(SUPPLIED DATA)

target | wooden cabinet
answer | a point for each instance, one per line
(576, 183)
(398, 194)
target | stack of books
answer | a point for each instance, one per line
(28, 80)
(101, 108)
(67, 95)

(DIRECTIONS FOR THIS TASK) Give the full listing above again, exactly as it was presented.

(RESPONSE FOR THIS EXERCISE)
target | wooden cabinet
answer | a point for each instance, one per line
(576, 183)
(398, 194)
target | stack of books
answer | a point for each instance, one per line
(28, 80)
(101, 108)
(67, 95)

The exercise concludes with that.